-- Given passage follows --

The Philistine, A Periodical of Protest
From An American Original
The Philistine, A Periodical of Protest was initially conceived as a quirky chapbook of witty prose, irreverent commentary, and trenchant criticism. "We called it The Philistine," Hubbard would write, "because we were going after the 'Chosen People' in literature." Its audience at first was rarified. Copies of the first issue were sent to leading thinkers around the country with the hope that they would join East Aurora’s Society of Philistines.
Harry Taber, editor of the East Aurora Citizen, William Mackintosh, managing editor of Buffalo's Evening News, and Elbert Hubbard began publication of The Philistine in June 1895. The monthly magazine was first published at the Pendennis Press of the White & Wagoner Company on East Main Street in East Aurora where Taber worked.
In October, the name "Roycroft Printing Shop" was adopted. Harking back to the 17th century and the work of the bookbinders, Samuel and Thomas Roycroft, Taber is thought to have found the name in promotional material for a new "Roycroft type face" that he received from the American Type Founders.

-- Given passage concluded --
-- Dataset records follows --

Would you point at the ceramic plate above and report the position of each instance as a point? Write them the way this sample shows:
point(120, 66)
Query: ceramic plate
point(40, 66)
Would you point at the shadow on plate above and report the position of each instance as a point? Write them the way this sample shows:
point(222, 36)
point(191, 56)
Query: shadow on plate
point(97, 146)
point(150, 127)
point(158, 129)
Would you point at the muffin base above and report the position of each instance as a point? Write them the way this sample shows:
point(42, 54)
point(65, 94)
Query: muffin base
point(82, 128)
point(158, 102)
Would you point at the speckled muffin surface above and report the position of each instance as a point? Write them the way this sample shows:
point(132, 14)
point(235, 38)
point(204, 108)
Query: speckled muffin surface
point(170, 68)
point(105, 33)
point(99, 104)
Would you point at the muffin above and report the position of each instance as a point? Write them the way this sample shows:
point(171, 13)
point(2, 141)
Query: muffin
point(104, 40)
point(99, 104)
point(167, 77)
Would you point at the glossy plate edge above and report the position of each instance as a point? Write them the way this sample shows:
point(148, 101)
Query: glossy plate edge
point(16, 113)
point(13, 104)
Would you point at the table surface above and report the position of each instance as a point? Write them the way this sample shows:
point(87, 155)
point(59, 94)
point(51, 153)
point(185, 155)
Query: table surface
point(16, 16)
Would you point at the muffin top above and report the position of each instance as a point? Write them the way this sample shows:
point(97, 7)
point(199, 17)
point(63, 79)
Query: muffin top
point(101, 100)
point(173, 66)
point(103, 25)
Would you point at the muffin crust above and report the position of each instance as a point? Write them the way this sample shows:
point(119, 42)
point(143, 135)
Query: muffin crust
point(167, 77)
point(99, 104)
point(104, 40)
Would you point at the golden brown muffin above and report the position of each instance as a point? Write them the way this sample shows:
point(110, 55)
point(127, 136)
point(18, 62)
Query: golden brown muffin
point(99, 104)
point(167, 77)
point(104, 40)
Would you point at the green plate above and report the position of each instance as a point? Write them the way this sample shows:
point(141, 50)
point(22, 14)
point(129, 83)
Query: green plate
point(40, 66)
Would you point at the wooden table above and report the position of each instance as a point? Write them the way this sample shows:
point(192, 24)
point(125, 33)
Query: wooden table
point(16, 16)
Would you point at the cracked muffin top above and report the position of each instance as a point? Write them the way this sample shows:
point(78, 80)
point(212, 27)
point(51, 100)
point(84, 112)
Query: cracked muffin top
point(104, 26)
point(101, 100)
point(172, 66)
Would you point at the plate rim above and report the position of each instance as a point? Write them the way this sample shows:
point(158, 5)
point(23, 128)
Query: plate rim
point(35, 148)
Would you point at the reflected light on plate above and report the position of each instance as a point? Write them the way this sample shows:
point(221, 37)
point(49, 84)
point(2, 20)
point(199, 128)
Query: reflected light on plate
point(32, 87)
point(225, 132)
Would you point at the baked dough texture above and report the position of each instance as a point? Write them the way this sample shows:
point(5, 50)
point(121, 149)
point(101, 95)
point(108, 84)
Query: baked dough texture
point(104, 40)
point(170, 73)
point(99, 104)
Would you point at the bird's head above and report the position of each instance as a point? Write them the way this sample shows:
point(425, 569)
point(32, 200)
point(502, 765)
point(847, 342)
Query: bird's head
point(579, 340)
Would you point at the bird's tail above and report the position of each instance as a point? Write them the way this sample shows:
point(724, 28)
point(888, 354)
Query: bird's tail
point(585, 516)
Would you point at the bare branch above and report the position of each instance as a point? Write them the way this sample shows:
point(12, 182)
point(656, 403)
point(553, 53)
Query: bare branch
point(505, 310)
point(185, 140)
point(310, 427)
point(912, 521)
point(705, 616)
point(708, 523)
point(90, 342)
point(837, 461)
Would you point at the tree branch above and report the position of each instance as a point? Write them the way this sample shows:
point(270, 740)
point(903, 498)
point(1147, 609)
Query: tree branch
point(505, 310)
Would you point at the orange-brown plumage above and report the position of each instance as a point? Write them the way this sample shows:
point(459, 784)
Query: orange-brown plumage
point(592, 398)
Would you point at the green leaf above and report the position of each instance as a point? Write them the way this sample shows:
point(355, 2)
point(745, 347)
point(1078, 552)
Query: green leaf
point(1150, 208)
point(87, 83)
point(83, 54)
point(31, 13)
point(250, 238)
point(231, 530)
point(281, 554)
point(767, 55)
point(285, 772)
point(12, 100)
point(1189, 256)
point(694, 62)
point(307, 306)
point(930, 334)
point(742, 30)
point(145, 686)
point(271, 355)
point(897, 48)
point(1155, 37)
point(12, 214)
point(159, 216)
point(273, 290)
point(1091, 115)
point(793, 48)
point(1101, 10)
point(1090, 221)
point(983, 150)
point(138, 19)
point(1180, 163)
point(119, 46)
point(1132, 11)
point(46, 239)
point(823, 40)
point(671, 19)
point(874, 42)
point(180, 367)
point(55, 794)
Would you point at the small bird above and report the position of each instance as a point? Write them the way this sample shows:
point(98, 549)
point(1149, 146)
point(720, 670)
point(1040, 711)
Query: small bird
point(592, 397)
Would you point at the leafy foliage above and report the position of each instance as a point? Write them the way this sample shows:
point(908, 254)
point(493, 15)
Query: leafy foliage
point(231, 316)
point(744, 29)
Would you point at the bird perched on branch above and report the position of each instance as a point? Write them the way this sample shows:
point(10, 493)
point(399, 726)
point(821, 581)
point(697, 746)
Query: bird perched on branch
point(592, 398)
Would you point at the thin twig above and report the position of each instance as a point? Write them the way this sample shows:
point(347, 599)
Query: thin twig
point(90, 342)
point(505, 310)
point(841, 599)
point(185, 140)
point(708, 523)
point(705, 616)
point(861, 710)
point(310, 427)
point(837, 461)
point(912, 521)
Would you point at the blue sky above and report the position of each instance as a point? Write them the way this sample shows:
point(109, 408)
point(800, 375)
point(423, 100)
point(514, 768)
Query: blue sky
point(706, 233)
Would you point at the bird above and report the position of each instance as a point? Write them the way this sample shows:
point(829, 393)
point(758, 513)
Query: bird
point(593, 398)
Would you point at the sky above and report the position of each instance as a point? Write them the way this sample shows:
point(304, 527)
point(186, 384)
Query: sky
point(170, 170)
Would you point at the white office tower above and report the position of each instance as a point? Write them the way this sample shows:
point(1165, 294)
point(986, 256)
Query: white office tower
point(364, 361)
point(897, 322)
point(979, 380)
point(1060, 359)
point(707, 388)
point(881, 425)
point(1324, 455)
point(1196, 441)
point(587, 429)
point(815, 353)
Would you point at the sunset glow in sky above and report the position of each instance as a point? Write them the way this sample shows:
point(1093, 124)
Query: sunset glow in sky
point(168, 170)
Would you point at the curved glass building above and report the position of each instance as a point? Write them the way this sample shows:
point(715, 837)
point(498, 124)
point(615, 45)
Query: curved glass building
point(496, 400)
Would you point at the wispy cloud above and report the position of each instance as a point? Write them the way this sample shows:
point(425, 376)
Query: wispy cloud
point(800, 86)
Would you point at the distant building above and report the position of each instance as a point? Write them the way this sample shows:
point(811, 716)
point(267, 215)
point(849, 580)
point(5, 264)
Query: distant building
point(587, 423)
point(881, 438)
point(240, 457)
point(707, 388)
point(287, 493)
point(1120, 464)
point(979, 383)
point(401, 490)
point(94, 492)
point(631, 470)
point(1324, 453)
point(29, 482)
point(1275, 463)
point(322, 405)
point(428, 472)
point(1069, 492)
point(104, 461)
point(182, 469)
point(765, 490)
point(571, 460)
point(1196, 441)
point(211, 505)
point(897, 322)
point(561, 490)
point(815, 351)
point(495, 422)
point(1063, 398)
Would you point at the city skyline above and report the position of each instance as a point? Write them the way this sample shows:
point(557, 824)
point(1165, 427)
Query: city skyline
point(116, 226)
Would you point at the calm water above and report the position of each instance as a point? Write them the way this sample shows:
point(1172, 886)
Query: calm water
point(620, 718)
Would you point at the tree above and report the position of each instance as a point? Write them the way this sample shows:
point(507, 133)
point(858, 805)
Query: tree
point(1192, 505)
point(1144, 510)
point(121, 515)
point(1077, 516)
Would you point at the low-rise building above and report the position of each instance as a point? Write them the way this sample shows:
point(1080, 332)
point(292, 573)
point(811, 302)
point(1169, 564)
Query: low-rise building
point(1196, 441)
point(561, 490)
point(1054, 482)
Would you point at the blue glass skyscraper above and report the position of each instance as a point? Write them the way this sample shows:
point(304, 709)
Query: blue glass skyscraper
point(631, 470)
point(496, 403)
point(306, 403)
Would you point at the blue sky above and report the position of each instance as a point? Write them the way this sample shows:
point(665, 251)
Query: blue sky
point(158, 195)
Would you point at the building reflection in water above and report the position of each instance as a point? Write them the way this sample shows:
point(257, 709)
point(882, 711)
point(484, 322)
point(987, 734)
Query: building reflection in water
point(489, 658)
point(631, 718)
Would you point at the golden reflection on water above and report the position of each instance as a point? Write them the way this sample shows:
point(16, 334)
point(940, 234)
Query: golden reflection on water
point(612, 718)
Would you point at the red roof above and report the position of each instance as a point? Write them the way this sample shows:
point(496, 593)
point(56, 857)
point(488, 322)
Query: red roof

-- Dataset records concluded --

- Your goal
Update the passage on The Philistine, starting at "Harry Taber, editor" and ending at "American Type Founders.", so that "monthly periodical" replaces "monthly magazine". The items are separate from the passage on The Philistine and stand on their own.

- Answer
Harry Taber, editor of the East Aurora Citizen, William Mackintosh, managing editor of Buffalo's Evening News, and Elbert Hubbard began publication of The Philistine in June 1895. The monthly periodical was first published at the Pendennis Press of the White & Wagoner Company on East Main Street in East Aurora where Taber worked.
In October, the name "Roycroft Printing Shop" was adopted. Harking back to the 17th century and the work of the bookbinders, Samuel and Thomas Roycroft, Taber is thought to have found the name in promotional material for a new "Roycroft type face" that he received from the American Type Founders.